TEXTE FOURNI =
------------------------------------------------------------------------
Hébergé par Ausha. Visitez ausha.co/politique-de-confidentialite pour plus d'informations.

Transcription

  • Speaker #0

    Je suis Fanny Cisorne et vous écoutez le podcast Au revoir, votre Ici, je vous invite à rencontrer des personnes qui partagent une urgence commune, celle de réinventer notre monde. Ce sont des penseurs, des créatrices et créateurs de mouvements, des voix qui résonnent et qui font du commun. Ensemble, nous explorons comment transformer les idéaux en actions, comment mobiliser, inspirer, créer, partager, comment l'espoir se travaille et se construit. Alors rejoignez-nous dans cette aventure collective où chaque épisode est une invitation à agir. et espérer ensemble un monde plus juste et solidaire. Bonjour Ulysse Rabaté.

  • Speaker #1

    Bonjour.

  • Speaker #0

    Alors Ulysse, tu es chercheur en sciences politiques à l'université Paris VIII, spécialiste des formes d'engagement politique au sein des classes populaires. Tu as été élu, tu es militant, tu as été un opposant au système de corruption du milliardaire Serge Dassault à Corbeil, ce qui n'est pas rien. Et récemment, tu nous proposes un nouveau livre, un stritologie qui est ton... Troisième ouvrage. Alors Ulysse, première question un peu basique, c'est quoi la stritologie ?
------------------------------------------------------------------------
DONNÉES DE DÉPART =

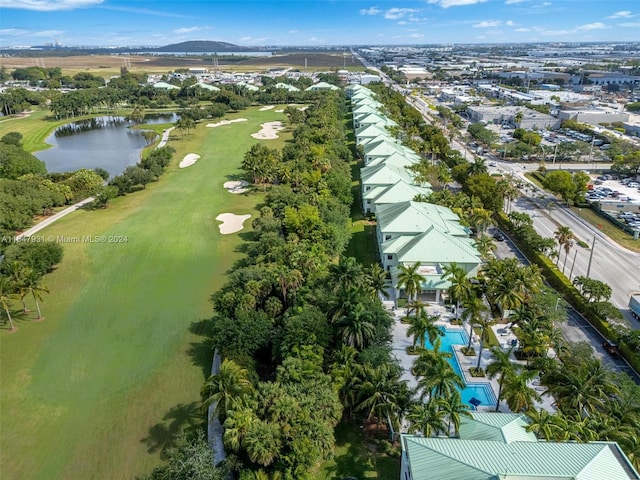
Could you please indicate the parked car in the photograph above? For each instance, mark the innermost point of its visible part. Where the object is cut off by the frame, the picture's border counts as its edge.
(610, 347)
------------------------------------------------------------------------
CONSIGNES À SUIVRE = Recopiez mot pour mot le passage de la transcription qui commence aux mots « Hébergé par Ausha. » et s'arrête après « Bonjour Ulysse Rabaté. ». Cette liste ne sert à rien pour ce travail.

LE RÉSULTAT =
Hébergé par Ausha. Visitez ausha.co/politique-de-confidentialite pour plus d'informations.

Transcription

  • Speaker #0

    Je suis Fanny Cisorne et vous écoutez le podcast Au revoir, votre Ici, je vous invite à rencontrer des personnes qui partagent une urgence commune, celle de réinventer notre monde. Ce sont des penseurs, des créatrices et créateurs de mouvements, des voix qui résonnent et qui font du commun. Ensemble, nous explorons comment transformer les idéaux en actions, comment mobiliser, inspirer, créer, partager, comment l'espoir se travaille et se construit. Alors rejoignez-nous dans cette aventure collective où chaque épisode est une invitation à agir. et espérer ensemble un monde plus juste et solidaire. Bonjour Ulysse Rabaté.